▸ Supplied text:
A British court ruled Friday against London suburbs that tried to block a pollution tax on older cars as green policies become a hot political issue in the U.K. amid increasingly dramatic impacts of global climate change.
The High Court ruled that Mayor Sadiq Khan had the authority to expand the Ultra Low Emission Zone, or ULEZ, which charges drivers of older gas and diesel vehicles 12.50 pounds ($16) a day they operate, to the city's outskirts next month.
Five conservative councils challenged Khan's right to impose the measure. They criticized the expansion to an area where there are fewer public transport options and people are more reliant on cars, and because of a disproportionate impact on lower-income drivers who can't afford newer, cleaner cars.
Khan said the ruling would allow the expanded zone to take effect Aug. 29 and help reduce air pollution. He said he would also expand a program that provides financial assistance to some families and small businesses to scrap older cars.
“The ULEZ has already reduced toxic nitrogen dioxide air pollution by nearly half in central London and a fifth in inner London," said Khan, a member of the Labour Party. “The coming expansion will see 5 million more Londoners being able to breathe cleaner air.”
The five councils that challenged the zone issued a joint statement saying they were “hugely disappointed”. While they accepted that Khan may have the legal right to implement the measure, they questioned whether it was morally right.
“It is evident that the mayor of London and (Transport for London) do not realize the damage the extension will have to the lives of residents and businesses in outer London as well as those outside of its borders,” the group said.
The city's transportation agency said most gas vehicles under 16 years old and diesel vehicles less than 6 years old comply with the standard.
In April, a study from London City Hall found levels of nitrogen dioxide exceeded the legal limit in 14 of the city's 32 boroughs. Khan argued he had a statutory responsibility to take measures to improve air quality.
Nine out of 10 cars on the road in outer London on an average day comply with standards, Transport for London said. The Royal Automobile Club said nearly 700,000 licensed cars in London are unlikely to comply.
Fury over the the ULEZ expansion was credited last week with helping Tories hold one of three seats in Parliament in a special election. Conservatives had been expected to lose all three but they retained their seat in Uxbridge and South Ruislip.
Interestingly, the emissions charge was first imposed in 2015 by then-Mayor Boris Johnson, the Conservative who went on to become prime minister before resigning last year amid several scandals and quitting Parliament last month. It was his House of Commons seat Tories retained in the by-election.
The issue has now caused a crisis for the Labour Party, which is seen as likely to return to power next year after being ousted by Conservatives in 2010.
Labour Party leader Keir Starmer said there was no doubt ULEZ cost them the Uxbridge election and said Khan should “reflect” on the policy.
Former Labour Prime Minister Tony Blair was widely quoted this week in a New Statesman magazine interview in which he cautioned: “Don’t ask us to do a huge amount when frankly whatever we do in Britain is not really going to impact climate change." The interview was conducted before the special elections.
The dust-up over how to control emissions comes as July is on target to be the hottest month in recorded human history and the effects of a warming planet can be seen in catastrophic wildfires, flooding and alarming ocean temperatures. United Nations Secretary-General António Guterres this week declared: "The era of global warming has ended; the era of global boiling has arrived.”
While the by-election has caused consternation for Labour over how best to stick to a green agenda, it is also sparking a rethink for Conservatives who have been accused recently of backing away from pledges to combat climate change.
Prime Minister Rishi Sunak signaled this week he was open to revisiting net-zero policies, saying he'd take a pragmatic approach that didn't add more hassles or costs to people's lives. He caused confusion by not recommitting to a ban on gas and diesel cars by 2030, though cabinet minister Michael Gove later insisted that deadline was firm.

▸ What to produce:
Duplicate the part of the article on the London emission zone ruling, starting at "Former Labour Prime" and ending at "the special elections.".

(Region pointing data)
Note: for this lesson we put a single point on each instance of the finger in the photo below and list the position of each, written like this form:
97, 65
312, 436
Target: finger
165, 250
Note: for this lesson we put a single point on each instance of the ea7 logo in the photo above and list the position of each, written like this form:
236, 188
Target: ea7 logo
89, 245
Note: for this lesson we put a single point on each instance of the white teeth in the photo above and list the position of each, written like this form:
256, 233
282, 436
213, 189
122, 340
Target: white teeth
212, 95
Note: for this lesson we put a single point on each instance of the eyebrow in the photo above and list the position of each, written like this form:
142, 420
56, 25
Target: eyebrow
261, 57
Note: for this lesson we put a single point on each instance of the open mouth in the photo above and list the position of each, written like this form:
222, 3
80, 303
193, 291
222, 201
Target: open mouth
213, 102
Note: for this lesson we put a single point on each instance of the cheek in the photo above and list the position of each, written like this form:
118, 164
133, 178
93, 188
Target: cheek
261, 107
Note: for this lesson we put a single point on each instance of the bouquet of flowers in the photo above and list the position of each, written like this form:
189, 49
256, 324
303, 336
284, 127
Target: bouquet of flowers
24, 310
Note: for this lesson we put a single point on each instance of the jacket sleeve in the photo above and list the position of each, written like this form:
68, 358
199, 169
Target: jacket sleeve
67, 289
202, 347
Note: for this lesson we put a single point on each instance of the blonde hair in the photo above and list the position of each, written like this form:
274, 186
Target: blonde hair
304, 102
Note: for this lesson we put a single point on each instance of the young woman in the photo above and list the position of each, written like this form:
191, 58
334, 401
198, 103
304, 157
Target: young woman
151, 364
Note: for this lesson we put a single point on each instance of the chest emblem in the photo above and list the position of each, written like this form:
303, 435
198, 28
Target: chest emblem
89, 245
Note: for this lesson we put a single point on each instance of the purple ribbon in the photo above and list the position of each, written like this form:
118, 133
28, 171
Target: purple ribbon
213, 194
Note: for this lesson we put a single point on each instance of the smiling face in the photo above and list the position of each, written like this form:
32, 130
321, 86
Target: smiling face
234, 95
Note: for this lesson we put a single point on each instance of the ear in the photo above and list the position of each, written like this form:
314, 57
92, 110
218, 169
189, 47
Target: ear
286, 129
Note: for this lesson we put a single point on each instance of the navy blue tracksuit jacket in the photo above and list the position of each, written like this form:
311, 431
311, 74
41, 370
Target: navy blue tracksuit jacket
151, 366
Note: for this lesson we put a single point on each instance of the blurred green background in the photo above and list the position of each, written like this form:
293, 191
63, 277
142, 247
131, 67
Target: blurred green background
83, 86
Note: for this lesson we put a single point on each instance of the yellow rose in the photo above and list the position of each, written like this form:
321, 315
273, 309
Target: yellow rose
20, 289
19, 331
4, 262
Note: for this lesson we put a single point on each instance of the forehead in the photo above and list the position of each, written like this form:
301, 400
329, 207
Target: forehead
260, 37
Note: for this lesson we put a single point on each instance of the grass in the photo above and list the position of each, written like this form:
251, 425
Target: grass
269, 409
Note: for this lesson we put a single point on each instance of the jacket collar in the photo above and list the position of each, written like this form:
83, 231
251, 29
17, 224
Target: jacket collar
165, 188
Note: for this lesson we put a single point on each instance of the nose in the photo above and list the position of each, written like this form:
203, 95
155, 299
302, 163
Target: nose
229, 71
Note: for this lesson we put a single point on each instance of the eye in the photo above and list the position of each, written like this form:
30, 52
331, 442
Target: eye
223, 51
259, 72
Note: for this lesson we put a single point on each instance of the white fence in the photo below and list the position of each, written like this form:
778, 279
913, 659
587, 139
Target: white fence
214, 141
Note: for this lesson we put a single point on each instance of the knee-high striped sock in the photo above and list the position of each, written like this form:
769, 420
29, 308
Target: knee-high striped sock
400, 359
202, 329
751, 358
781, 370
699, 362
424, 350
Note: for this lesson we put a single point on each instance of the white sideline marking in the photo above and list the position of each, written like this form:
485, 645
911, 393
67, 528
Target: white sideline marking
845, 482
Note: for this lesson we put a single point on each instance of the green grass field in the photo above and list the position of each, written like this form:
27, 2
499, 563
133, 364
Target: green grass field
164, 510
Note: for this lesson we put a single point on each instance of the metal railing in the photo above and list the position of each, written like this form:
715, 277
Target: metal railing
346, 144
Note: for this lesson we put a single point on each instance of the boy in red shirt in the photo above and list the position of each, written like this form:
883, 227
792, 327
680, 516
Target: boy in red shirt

▸ Answer to this exercise:
Former Labour Prime Minister Tony Blair was widely quoted this week in a New Statesman magazine interview in which he cautioned: “Don’t ask us to do a huge amount when frankly whatever we do in Britain is not really going to impact climate change." The interview was conducted before the special elections.